Spam filtering altogether by ToadMan8 · 2003-06-26 05:40 · Score: 5, Interesting

I sat on the E-Mail policy team (a branch of the Strategic Planning team) for Miami University (Oxford, OH, not Florida) this last year (as a technical advisor, student and support desk employee. We looked at all sorts of spam solutions, as the president decided this should be a main focus (apparently the Viagra adds hit a bit too close to home for comfort ;)).

The problem in the educational market, though, is that, not being a business that can make rules and force people to live by them, educational establishments have annoyed customers (students and faculty) sometimes if any spam is blocked. (research, etc) False positives absolutely can't be tolerated. So a ranked system (spam assasian) that suggests the possibility of spam is not on the best but the only solution we have avalible. Mail will be ranked and users can make rules that trash everything but a guarenteed perfect mail, if they so desired. Or they can leave them all alone. So intelligent filtering is a necessity, not just a bennefit.

SHORT PROBLEM 1 ->
Could you output, as a numbered list with blank lines left out, only the rows running from the line that contains "Warehouse picking: mark the tree bark" through the line that contains "(1257, 555)"?

EXTRACTED DATA ->
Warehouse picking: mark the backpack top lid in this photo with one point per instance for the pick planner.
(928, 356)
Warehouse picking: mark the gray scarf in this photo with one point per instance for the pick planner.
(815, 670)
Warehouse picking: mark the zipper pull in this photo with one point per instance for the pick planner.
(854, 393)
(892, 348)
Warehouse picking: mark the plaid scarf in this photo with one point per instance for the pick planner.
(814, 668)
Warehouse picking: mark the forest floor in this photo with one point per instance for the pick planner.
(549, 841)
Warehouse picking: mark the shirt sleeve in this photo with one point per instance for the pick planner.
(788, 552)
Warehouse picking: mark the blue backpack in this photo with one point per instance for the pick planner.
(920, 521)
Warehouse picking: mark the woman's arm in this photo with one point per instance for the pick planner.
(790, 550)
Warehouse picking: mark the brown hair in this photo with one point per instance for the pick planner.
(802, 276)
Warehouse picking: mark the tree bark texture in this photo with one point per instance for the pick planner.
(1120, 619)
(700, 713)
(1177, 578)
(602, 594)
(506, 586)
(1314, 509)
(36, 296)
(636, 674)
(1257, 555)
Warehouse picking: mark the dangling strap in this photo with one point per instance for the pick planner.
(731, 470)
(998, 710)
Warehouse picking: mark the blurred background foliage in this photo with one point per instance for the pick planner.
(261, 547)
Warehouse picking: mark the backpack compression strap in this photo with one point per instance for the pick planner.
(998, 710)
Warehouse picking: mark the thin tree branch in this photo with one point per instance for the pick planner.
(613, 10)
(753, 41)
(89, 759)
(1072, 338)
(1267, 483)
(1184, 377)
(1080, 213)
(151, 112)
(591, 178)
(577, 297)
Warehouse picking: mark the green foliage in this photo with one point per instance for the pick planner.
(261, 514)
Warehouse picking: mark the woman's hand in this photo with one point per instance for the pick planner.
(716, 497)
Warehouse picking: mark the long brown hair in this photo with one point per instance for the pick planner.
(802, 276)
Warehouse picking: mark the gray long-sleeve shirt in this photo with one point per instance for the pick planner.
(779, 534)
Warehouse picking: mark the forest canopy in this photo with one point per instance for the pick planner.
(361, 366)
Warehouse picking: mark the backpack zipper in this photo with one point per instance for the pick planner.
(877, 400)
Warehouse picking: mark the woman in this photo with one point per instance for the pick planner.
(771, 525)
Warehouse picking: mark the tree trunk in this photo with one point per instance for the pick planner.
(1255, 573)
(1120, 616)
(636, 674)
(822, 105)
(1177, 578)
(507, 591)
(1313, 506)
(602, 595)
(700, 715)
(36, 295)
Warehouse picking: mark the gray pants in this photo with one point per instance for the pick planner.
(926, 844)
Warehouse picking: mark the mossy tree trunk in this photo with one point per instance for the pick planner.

SHORT PROBLEM 2 ->
In the spam filtering comment, which university's E-Mail policy team did the writer sit on?

EXPECTED OUTPUT 1 ->
1. Warehouse picking: mark the tree bark texture in this photo with one point per instance for the pick planner.
2. (1120, 619)
3. (700, 713)
4. (1177, 578)
5. (602, 594)
6. (506, 586)
7. (1314, 509)
8. (36, 296)
9. (636, 674)
10. (1257, 555)

EXPECTED OUTPUT 2 ->
Miami University in Oxford, OH